Data entries:
"""

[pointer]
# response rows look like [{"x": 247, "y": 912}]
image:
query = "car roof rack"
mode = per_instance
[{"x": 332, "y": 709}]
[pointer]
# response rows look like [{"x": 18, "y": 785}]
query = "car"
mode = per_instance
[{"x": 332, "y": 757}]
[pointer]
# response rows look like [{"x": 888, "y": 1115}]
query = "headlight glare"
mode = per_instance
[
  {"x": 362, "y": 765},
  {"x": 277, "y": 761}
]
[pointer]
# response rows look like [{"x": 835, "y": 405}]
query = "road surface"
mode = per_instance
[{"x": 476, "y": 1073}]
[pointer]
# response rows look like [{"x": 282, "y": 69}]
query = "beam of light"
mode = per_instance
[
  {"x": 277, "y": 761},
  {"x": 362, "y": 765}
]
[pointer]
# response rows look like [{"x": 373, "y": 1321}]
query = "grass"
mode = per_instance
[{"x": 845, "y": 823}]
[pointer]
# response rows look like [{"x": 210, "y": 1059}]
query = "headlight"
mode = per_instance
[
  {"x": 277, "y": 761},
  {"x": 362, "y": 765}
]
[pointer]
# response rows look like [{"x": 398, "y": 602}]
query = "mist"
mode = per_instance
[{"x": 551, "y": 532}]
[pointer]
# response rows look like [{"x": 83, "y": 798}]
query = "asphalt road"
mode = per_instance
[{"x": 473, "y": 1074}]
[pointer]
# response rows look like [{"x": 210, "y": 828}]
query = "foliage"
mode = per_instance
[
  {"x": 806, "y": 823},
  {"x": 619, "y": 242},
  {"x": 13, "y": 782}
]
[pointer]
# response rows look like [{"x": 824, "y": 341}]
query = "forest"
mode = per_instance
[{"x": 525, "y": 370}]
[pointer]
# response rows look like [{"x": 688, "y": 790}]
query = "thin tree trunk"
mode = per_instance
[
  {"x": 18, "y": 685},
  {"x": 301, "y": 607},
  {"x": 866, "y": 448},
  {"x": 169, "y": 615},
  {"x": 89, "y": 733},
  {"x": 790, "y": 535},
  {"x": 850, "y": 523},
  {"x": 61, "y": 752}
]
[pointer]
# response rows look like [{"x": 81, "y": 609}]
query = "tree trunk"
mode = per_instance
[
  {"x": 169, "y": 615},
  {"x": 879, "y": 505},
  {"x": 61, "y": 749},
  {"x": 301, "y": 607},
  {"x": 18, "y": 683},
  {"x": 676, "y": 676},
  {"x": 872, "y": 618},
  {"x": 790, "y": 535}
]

"""

» **Exercise prompt**
Each of the lines above must appear again, unchanged.

» **Written response**
[pointer]
# response rows look like [{"x": 247, "y": 912}]
image:
query = "car roof rack"
mode = per_instance
[{"x": 332, "y": 709}]
[pointer]
# response rows look like [{"x": 18, "y": 785}]
query = "car"
mode = per_instance
[{"x": 332, "y": 757}]
[pointer]
# response rows look like [{"x": 888, "y": 1115}]
query = "headlight glare"
mode = per_instance
[
  {"x": 362, "y": 765},
  {"x": 277, "y": 761}
]
[pointer]
# response rows look like [{"x": 835, "y": 405}]
query = "road surface"
mode = per_instance
[{"x": 476, "y": 1073}]
[pointer]
# response rows look like [{"x": 282, "y": 69}]
query = "beam of light"
mode = per_instance
[
  {"x": 277, "y": 761},
  {"x": 362, "y": 765}
]
[pointer]
# response rows look like [{"x": 373, "y": 1321}]
query = "grass"
mode = per_instance
[{"x": 845, "y": 823}]
[pointer]
# response rows look like [{"x": 210, "y": 1059}]
query = "headlight"
mode = per_instance
[
  {"x": 277, "y": 761},
  {"x": 362, "y": 765}
]
[pointer]
# response rows look like [{"x": 398, "y": 602}]
query = "mist"
mode = per_instance
[{"x": 551, "y": 532}]
[pointer]
# response rows look like [{"x": 83, "y": 798}]
query = "asphalt road"
mode = per_instance
[{"x": 473, "y": 1074}]
[pointer]
# response rows look like [{"x": 210, "y": 828}]
query = "foliage"
mode = per_instance
[
  {"x": 806, "y": 823},
  {"x": 619, "y": 242},
  {"x": 13, "y": 782}
]
[pointer]
# response rows look like [{"x": 824, "y": 341}]
query = "forest"
mode = per_instance
[{"x": 525, "y": 370}]
[pointer]
# response rows look like [{"x": 688, "y": 790}]
query = "thin tree trunk"
mode = per_instance
[
  {"x": 18, "y": 685},
  {"x": 301, "y": 607},
  {"x": 866, "y": 448},
  {"x": 169, "y": 615},
  {"x": 89, "y": 733},
  {"x": 790, "y": 535},
  {"x": 850, "y": 523},
  {"x": 61, "y": 752}
]
[pointer]
# response rows look like [{"x": 81, "y": 609}]
query = "tree trunk"
mode = per_instance
[
  {"x": 169, "y": 615},
  {"x": 879, "y": 505},
  {"x": 61, "y": 749},
  {"x": 301, "y": 607},
  {"x": 18, "y": 683},
  {"x": 676, "y": 676},
  {"x": 872, "y": 618},
  {"x": 790, "y": 535}
]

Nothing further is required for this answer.